**Página**:
Duat: onde, quando e para quê?

Fernando Schwarz (2), ao explicar os sete níveis de manifestação, diz-nos que no plano astral ou da «manifestação invisível» é onde encontramos os deuses mais próximos dos humanos (Osíris, Ísis, Seth e Néftis). Os deuses vivem neste plano na forma de ba ou duplo divino. Esclarece que, embora o chamemos de «o duplo», na realidade é o primeiro; e são os corpos visíveis os verdadeiros «duplos» ou duplicados desta forma ou matriz. É neste plano, diz-nos, onde se encontra o Duat. Do nosso ponto de vista humano, ainda mais manifestado, o Duat não é subterrâneo, embora esteja representado abaixo do horizonte. Em vez de submundo, Carpio (3) prefere referir-se a ele como «Intra Mundo». «Embora o (a) Duat possa ser concebido como uma espécie de lugar, na realidade é menos um lugar do que uma «condição de ser» que as coisas têm quando deixam a existência física e antes de voltarem a entrar nela» (1). Não é apenas para onde vão os mortos, mas de onde vêm os vivos. «É a fonte de toda vida, saúde e fertilidade no reino físico» (1).
Cada noite, quando o Sol é engolido pela deusa do céu Nut, entra noutra dimensão «completamente fora do alcance das perceções humanas» (1), para um mundo interior que existe dentro do céu. Mariano Bonanno refere-se a ela não apenas como «área de metamorfose solar, mas também como veículo diário de movimentos, respirações, efémeros despertares e execuções» (5), e que «está relacionado à ideia de imutabilidade consubstancialidade» (5) característica do povo egípcio, num nível tão radical que este milagre ocorre diariamente, pois a cada amanhecer o Sol renasce novamente da matriz do universo. Numa chave, retorna ao mundo físico e o vemos; noutra, esse Sol retorna a Nun-Uno, sua condição primordial inicial. Em todo o caso, nessa dimensão subjetiva que é a Duat, contaremos apenas percebê-la e interagir nela com as faculdades da alma; não nos serviram os nossos sentidos físicos; talvez seja por isso que está além do nosso «horizonte» ou «espaço adjacente ao amanhecer» (2), além do alcance da vista, um estado informa e imóvel onde as coisas existem só em potência. Alguns autores a interpretam como o inconsciente coletivo ou mundo arquetípico; o próprio texto alude a ela como o mundo das «imagens» (9).

**Excertos do material**:
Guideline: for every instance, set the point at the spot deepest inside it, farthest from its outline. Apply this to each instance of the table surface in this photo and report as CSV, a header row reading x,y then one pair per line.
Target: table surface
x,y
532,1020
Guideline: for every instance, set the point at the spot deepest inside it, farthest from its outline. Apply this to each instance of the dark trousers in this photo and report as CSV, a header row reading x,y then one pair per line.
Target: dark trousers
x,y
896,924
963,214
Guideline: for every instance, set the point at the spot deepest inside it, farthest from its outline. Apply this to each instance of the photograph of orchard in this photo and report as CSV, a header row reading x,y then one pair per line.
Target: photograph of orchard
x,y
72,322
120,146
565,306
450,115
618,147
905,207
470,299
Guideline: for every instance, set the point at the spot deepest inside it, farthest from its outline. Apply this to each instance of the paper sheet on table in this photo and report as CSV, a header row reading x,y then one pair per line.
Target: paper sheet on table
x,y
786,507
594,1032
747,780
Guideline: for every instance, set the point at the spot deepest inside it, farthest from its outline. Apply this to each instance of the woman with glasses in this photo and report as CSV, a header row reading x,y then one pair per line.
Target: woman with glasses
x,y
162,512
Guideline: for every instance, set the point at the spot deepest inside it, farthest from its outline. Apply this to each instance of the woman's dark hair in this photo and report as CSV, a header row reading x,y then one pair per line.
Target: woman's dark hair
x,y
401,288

**O que fazer**: Prossiga com o texto sobre o Duat a partir da última frase apresentada.

**Resposta à tarefa**:
Esquematicamente, se tomarmos como eixo a linha do horizonte, o que está acima seria a Criação ou mundo objetivo. Abaixo do horizonte estaria a Duat, o plano dos poderes latentes ou subjetivo. Este plano do que é em potência está simbolizado por Kepher (tornar-se/transformar-se), que, portanto, também representa o discípulo e o jovem Sol. Embora seja a forma principal de representar Rá, mais adiante veremos que todos os outros deuses também são Rá: «Vós que viestes à existência do meu ba» ou «Nascido será este grande deus nas suas formas» (9).

Bonecos de pau…
Schwarz explica que tudo o que penetra na Duat, incluindo o Sol, muda de aparência porque perde a sua forma «exteriormente manifestada». Os seres «descondicionam-se do espaço e do tempo» (1) físicos e adquirem novas dimensões nesse novo mundo «dilatado e heterogéneo» (5). É um espaço cujas dimensões se enunciam – mesmo quando são dimensões fantásticas -; podemos concluir que algum espaço e tempo existem. A Duat resulta então por ser uma espécie de plano astral-mental, há problemas, amigos e monstros; tem uma geografia específica; enfrentamos inimigos e pagamos dívidas… nada que não tenhamos visto anteriormente, pois «a dinâmica da Duat é alimentada pelo que a atividade humana gerou» (2).
Osíris, que rege os ciclos e a regeneração, é quem governa e dá forma a este espaço. A Duat surge do arco do seu corpo enquanto levanta os braços para fazer sair Nut da sua cabeça; ela então carrega o disco do Sol da madrugada.
Na viagem da barca solar pelo Duat, destaca-se a vontade: Rá viaja dando ordens e é o discernimento que lhe permite reconhecer, conceder propriedades e atribuir trabalhos. A coragem será testada. Nesta grande ilusão das imagens, a aparência absoluta de um videojogo com progressivos ecrãs atinge o seu culminar com a representação simplificada de bonecos de pau. «Estas representações das almas da Duat são feitas em pintura desta forma no oeste da Duat» (9).

O Sol e seu movimento através dos eixos cardeais

O Sistema Solar, Harman Smith e Laura Generosa. Domínio Público

  1. Oriente-ocidente é o «cenário” natural e metafísico que permite o acontecimento cósmico do nascimento diário do deus Rá, o Sol» (2). No Oriente as energias criadoras concentram-se, o triunfo da luz sobre as trevas. Em contrapartida, as montanhas do horizonte ocidental recebem um Sol antigo. As duas direções – ida e volta – representam uma viagem de exteriorização e, depois, abaixo do horizonte, uma aventura interior ou de introspeção. Simbolizam o permanente, que é produto de ciclos, uma Duat ctónica (6), eixo do exterior e do interior.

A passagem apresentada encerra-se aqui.